• **Activity A**
Retype the passage of the article on Arizona's mail-ballot proposal starting at "Arizona Secretary of State Katie" and ending at "need should arise.".
• **Activity B**
Extend the article on Arizona's mail-ballot proposal, picking up after its final sentence.

• **Document extract**
------------
Arizona Secretary of State Pushes For All Mail Ballots

By on March 23, 2020 0 715Views

Arizona Secretary of State Katie Hobbs took to social media to push Arizona House and Senate leadership for legislation that would authorize counties to shift elections to all ballot-by-mail if the need should arise.

In a letter sent to leadership, Hobbs praised election officials for conducting an election under a public health emergency. She says that while they performed their job admirably, it would be “unreasonable to ask these officials to once again overcome these circumstances, should they still exist or are exacerbated, for the August and November Elections.”

Her office argues that Arizona law allows for municipal election (elections where no state or federal candidate is on the ballot) which can already be conducted as all ballot by mail. Indeed, in Maricopa County’s November 2019 election, in which school districts in the Valley asked voters for bonds and budget overrides, the vote was done 100 percent through the mail.

The ballot by mail proposal has bipartisan support, at least among elected officials. Leslie Hoffman, Republican and longtime recorder for Yavapai County, supports Secretary Hobbs’s request. Particularly, she supports the language in the proposal that gives the decision to the individual counties.
------------
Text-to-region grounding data

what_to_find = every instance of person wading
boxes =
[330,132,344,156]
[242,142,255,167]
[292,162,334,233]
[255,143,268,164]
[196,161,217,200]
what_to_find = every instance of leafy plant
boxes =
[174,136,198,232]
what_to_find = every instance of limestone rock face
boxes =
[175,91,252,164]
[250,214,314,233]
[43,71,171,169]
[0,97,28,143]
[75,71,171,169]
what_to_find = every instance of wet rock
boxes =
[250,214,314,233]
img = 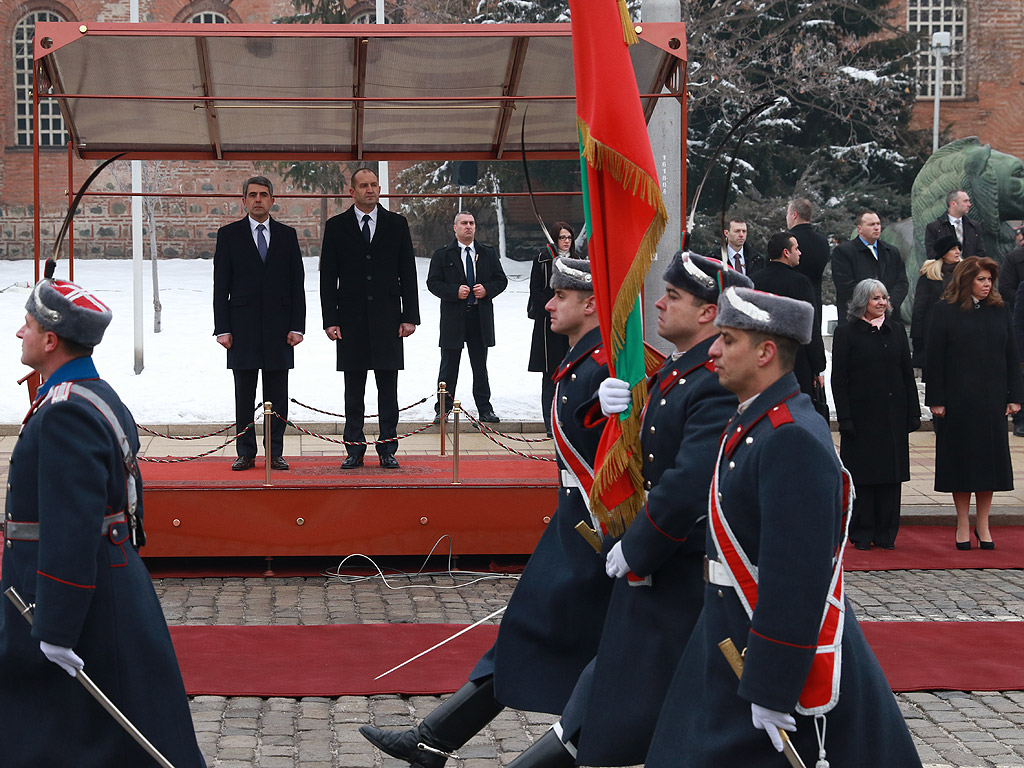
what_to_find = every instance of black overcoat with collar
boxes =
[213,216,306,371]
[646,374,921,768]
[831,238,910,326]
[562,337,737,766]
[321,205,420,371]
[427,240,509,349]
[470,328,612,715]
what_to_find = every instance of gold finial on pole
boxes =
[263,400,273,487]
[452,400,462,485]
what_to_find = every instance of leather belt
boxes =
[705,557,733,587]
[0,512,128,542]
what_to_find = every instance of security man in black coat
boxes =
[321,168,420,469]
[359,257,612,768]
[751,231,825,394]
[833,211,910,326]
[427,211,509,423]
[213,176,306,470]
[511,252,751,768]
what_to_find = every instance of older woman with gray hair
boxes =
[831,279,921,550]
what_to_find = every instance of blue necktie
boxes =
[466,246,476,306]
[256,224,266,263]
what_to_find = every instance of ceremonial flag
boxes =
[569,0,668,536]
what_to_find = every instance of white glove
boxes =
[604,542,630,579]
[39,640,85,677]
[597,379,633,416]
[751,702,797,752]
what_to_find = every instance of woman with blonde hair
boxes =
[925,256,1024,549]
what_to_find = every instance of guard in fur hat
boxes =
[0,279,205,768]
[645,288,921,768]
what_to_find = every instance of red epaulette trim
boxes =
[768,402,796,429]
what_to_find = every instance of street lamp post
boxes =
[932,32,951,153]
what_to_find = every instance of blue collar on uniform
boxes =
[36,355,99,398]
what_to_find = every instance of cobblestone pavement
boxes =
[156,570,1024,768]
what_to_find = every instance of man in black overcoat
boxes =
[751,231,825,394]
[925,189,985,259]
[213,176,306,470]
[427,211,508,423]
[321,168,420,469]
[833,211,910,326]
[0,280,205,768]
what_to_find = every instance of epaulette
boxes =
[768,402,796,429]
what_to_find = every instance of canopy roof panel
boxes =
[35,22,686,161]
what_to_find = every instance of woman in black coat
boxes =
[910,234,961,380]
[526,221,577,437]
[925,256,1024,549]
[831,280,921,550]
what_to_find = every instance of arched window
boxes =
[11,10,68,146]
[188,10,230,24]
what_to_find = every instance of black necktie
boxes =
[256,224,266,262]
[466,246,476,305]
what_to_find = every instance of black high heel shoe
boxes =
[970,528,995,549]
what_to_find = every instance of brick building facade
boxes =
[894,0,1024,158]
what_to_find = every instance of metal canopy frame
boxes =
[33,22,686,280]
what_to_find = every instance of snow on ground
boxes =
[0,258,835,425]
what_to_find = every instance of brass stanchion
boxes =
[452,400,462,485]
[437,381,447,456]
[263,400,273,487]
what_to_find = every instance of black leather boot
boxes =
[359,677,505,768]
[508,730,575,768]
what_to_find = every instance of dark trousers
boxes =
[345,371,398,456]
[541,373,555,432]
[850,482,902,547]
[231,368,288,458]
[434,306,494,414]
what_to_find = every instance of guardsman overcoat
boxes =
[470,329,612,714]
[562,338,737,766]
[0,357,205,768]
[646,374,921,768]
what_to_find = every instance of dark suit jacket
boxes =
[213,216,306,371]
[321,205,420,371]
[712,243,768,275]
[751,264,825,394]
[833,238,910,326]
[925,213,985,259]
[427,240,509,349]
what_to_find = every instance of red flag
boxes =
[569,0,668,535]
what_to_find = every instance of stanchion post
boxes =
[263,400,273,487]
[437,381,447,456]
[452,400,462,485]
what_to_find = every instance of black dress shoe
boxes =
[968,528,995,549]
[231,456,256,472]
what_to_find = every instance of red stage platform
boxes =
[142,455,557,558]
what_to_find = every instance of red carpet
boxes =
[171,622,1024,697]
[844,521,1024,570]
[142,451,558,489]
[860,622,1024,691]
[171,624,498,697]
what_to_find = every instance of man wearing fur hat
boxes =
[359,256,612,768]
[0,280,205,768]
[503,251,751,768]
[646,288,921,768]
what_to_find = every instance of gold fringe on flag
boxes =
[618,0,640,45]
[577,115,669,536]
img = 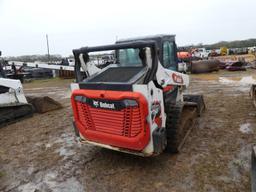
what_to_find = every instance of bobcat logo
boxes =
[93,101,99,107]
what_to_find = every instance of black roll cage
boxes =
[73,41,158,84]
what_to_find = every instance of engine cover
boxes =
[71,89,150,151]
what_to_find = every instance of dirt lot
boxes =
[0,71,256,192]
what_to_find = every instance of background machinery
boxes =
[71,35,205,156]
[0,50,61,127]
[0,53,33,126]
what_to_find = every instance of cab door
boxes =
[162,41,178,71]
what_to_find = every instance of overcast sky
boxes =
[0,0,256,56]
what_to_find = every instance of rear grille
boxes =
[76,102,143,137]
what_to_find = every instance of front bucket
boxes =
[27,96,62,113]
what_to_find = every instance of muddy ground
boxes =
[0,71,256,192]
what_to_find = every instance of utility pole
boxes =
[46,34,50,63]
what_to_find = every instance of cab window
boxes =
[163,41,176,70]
------------
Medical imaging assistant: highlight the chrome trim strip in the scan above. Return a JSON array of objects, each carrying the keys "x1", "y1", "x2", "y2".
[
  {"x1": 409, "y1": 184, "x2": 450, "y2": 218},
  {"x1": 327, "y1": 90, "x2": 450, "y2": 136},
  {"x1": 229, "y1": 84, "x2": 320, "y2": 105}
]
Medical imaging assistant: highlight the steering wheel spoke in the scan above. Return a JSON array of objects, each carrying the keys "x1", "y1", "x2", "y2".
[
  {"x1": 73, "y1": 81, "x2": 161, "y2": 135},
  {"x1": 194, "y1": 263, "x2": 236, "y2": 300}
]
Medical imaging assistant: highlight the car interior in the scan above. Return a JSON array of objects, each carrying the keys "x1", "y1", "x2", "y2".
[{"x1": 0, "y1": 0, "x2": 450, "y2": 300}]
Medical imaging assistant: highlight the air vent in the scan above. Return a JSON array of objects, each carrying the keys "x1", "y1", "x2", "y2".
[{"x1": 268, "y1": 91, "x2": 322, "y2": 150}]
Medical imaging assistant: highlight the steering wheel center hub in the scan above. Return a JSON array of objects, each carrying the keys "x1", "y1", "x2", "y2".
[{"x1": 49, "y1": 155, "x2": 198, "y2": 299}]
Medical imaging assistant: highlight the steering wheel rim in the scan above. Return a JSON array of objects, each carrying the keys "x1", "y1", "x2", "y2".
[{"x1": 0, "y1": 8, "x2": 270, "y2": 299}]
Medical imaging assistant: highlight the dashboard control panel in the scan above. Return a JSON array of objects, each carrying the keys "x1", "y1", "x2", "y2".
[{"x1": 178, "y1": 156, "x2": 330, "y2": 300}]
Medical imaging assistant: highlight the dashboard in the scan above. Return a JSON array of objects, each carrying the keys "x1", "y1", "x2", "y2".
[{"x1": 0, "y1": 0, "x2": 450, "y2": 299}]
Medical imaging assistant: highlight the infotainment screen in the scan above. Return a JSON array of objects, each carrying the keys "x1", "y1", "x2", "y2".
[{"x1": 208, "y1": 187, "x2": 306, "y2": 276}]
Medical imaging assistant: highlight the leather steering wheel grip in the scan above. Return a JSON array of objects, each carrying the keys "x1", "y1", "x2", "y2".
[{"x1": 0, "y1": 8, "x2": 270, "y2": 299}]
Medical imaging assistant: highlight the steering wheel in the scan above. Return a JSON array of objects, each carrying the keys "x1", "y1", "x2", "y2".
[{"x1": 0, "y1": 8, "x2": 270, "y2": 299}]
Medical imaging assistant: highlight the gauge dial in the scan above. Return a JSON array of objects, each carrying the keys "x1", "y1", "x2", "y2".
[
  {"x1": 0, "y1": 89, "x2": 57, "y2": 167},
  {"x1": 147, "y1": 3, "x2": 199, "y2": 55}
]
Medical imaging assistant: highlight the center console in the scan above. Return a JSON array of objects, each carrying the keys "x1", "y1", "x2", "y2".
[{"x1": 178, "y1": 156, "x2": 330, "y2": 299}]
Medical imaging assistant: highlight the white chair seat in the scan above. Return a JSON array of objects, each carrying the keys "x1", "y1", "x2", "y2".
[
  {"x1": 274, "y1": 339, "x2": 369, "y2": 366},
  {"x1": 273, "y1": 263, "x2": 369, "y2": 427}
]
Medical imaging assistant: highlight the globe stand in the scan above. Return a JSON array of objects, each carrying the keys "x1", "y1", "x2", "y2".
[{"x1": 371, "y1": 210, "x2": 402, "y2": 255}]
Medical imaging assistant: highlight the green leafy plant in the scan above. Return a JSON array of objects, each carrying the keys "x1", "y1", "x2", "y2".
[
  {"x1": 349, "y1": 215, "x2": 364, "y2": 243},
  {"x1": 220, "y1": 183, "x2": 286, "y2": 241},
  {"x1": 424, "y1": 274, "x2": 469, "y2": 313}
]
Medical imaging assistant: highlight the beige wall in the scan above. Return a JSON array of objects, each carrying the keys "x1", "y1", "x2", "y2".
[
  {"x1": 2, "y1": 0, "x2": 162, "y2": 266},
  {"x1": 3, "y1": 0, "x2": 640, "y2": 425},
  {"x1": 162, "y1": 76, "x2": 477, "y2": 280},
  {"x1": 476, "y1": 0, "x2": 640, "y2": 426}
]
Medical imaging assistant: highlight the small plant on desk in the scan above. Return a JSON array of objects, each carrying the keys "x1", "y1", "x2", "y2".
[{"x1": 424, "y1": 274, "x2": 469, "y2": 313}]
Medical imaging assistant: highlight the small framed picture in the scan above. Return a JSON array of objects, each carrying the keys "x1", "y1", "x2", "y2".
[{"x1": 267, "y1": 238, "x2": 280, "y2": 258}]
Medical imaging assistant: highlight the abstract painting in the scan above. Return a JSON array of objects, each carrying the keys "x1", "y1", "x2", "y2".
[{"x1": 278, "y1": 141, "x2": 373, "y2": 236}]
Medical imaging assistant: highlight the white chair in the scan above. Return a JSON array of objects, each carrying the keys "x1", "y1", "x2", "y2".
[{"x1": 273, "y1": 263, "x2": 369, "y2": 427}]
------------
• **Answer A**
Arizona Secretary of State Katie Hobbs took to social media to push Arizona House and Senate leadership for legislation that would authorize counties to shift elections to all ballot-by-mail if the need should arise.

• **Answer B**
“We know our voters.” said Hoffman. “The language I saw is that the counties may do an all-mail election, so those counties that have special needs or different circumstances, like say the reservation, they may do a hybrid type system.”

Apache and Navajo counties, both situated in northern Arizona, have large portions of their total area taken up by the Navajo Nation.

Many residents of the nation rely on mail delivery to chapter houses and other locations away from their physical residents. Any all ballot by mail legislation in Arizona, would need to make special accommodations for them, as well as other tribal communities.

A spokesperson for the House Democrats said that the caucus also supports the authorization for ballot by mail elections and will push house Republicans to include it in the package of bills being considered that would continue to fund the state government should the session remain suspended passed the fiscal year. He said that if Republicans fail to include the measure, Democrats will offer it, as well as a host of COVID-19 related support legislation, as budget amendments.

Arizona’s elections are already heavily tilted towards ballot-by mail, with over 80 percent of registered voters being on the state’s Permanent Early Voter List. Tuesday’s Democratic Presidential Preference election saw over 475,000 ballots cast through the mail, which is around 80 percent of the approximately 600,000 ballots that are expected to be tallied by the counties when counting is done sometime later this week.